Extracted records >>
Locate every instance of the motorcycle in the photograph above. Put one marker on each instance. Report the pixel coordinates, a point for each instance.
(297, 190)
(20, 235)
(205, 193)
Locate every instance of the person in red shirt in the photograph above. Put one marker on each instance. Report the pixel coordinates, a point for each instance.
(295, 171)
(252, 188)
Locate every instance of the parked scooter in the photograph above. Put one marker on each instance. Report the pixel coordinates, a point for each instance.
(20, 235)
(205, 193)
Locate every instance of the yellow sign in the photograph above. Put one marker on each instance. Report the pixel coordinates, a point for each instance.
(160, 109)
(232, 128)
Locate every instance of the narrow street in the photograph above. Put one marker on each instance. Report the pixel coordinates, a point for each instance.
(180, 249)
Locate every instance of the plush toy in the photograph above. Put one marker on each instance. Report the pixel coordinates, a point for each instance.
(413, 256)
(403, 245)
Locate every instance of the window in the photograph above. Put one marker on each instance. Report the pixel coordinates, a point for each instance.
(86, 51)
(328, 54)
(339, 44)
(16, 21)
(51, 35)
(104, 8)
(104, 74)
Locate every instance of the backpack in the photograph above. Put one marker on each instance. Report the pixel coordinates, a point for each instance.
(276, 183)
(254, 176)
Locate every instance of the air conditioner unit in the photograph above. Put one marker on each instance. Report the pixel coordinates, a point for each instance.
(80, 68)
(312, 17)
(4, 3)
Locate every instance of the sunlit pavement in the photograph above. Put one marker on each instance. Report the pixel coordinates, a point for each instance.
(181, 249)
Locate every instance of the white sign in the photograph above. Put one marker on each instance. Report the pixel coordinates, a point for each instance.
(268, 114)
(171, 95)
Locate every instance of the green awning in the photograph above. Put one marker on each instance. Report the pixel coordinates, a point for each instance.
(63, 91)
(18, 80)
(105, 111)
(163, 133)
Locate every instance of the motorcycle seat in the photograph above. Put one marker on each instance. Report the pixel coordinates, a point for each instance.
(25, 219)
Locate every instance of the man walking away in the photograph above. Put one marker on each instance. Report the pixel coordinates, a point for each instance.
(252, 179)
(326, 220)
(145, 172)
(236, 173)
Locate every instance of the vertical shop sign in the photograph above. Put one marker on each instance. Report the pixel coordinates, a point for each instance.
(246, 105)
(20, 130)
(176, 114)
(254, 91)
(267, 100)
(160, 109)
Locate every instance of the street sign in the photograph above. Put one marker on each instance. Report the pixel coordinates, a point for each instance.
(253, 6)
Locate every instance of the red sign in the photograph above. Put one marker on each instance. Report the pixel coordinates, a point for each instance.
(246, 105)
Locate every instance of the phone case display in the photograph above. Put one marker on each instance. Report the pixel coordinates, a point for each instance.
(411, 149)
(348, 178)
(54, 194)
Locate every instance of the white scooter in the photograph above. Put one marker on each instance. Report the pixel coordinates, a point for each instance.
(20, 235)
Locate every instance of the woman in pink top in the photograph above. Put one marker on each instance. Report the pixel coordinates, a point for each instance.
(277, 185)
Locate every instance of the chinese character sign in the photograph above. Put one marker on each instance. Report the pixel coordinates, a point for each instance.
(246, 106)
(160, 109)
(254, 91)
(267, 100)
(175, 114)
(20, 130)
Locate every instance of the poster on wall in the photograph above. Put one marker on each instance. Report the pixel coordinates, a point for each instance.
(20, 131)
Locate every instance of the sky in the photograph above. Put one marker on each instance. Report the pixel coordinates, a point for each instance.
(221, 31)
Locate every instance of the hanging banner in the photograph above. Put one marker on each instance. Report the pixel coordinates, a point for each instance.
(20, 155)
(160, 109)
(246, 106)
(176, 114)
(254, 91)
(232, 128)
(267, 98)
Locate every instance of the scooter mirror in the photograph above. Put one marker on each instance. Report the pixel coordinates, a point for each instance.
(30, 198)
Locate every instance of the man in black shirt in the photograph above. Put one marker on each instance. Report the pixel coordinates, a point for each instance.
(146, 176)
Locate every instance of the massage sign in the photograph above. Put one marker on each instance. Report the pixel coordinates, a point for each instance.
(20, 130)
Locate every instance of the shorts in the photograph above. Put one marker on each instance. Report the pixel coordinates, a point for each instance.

Directions >>
Please give the listing above one more time, exactly as it reads.

Response area >>
Locate every instance of the motorcycle in the photograph above. Put one marker on each instance. Report the pixel coordinates, a point for each instance.
(297, 190)
(20, 235)
(205, 193)
Locate every instance of the person in red shirt in the photograph above. Put one marker on each instance. Report the pixel coordinates, a point for each instance.
(295, 171)
(252, 188)
Locate every instance of the parked scooter in the photograph above. Put one marker on each instance. Report the pixel coordinates, a point for each instance.
(20, 235)
(205, 193)
Locate every instance of the yellow sign in the photograph above. Put one marker on each instance. Report the pixel coordinates, a point for each instance.
(160, 109)
(232, 128)
Locate every instance of the narrow street in the photograph above. Put one marker on each instance. Report the pixel coordinates, a point for each instance.
(180, 249)
Locate every instance of the plush toy in the photograph above. Put one marker on each instance. Report the pixel coordinates, a point for each instance.
(413, 256)
(403, 245)
Locate every instance of the window in the photograph above. Put one marker on each instance. Report the pixel coordinates, a point for each instance.
(86, 51)
(328, 54)
(339, 44)
(16, 21)
(51, 35)
(104, 8)
(104, 74)
Locate every instance of the backpack in the photograph above. Put one marker on each instance. Report the pixel coordinates, a point for each instance.
(276, 183)
(254, 176)
Locate every instance of the air conditioner unit in the photograph above. Put one marker on each instance. Report the pixel coordinates, a point for each instance.
(80, 68)
(312, 17)
(4, 3)
Locate every instance of the sunlit pavement in the photograph above. Put one marker on each instance. Report the pixel coordinates, a point for each instance.
(181, 249)
Locate every instance of the white sign in the photograph above. Put one marker on each instance. Report the pixel coordinates, a point for each instance.
(268, 114)
(171, 95)
Locate every instance of the green awning in the photograph above. Put one marker on each instance. Report the pixel coordinates, a point for each instance.
(63, 91)
(18, 80)
(105, 111)
(163, 133)
Locate every instance of the motorcycle seat in the photograph above. Put one marker on each instance. Report the pixel coordinates, a point for each instance.
(25, 219)
Locate every instance of the man walking away in the photograph above. Put one marker on each instance. Report the pixel coordinates, a point for each instance.
(252, 179)
(326, 220)
(145, 172)
(236, 173)
Locate every instance of the vertical shop sign in the photograph above. Put one marker on each instance. Report the pixel coordinates, a point for each instance.
(246, 105)
(20, 130)
(176, 114)
(254, 91)
(267, 100)
(160, 109)
Locate every instance of the street sign in the photograph above. Put one marker on each instance. Report the pixel coordinates, a point for each instance.
(253, 6)
Locate every instance of the red sign in the photograph above. Put one marker on each instance. Report the pixel coordinates, a point for each instance.
(246, 105)
Locate every instance of the phone case display in the photograph above. Put one marker on each instance. Report the pixel coordinates, a point for each instance.
(411, 149)
(348, 178)
(54, 194)
Locate every instance of the white scooter in the photograph above. Put one marker on each instance. Report the pixel coordinates, a point for each instance.
(20, 235)
Locate every instance of the woman in pink top in the photograph above. Put one marker on each instance. Report the pixel coordinates, a point for each instance.
(277, 185)
Locate every instance of the chinese character sign in the photograph above. Put one marker on each instance. Report the pixel coordinates, a point for each instance.
(246, 106)
(160, 109)
(254, 91)
(267, 100)
(175, 114)
(20, 130)
Locate every instance of the poster on wall in the photograph above. Put one marker on each instance. Report the pixel coordinates, a point for each instance.
(20, 131)
Locate every instance of the sky in the photograph above. Put one marker on each instance. Report the pixel coordinates, a point for each instance.
(221, 31)
Locate every instance of the hanging banner in the photograph above. Put one marker on each instance. Report the pixel coordinates, a point for each instance.
(20, 155)
(160, 109)
(246, 106)
(176, 114)
(254, 91)
(232, 128)
(267, 98)
Locate every instance of the scooter mirror in the photograph above. Put one marker on each instance. Report the pixel coordinates, a point for each instance.
(30, 198)
Locate every instance of the man in black shirt in the photograph above. Put one marker on each instance. Report the pixel coordinates, a point for each instance.
(146, 176)
Locate every instance of the massage sign in the photograph above. Put one marker on each instance. Report the pixel coordinates, a point for each instance.
(20, 130)
Locate every instance of the shorts in the photograph above. Put one marker on each instance. Report the pixel coordinates, a point for each instance.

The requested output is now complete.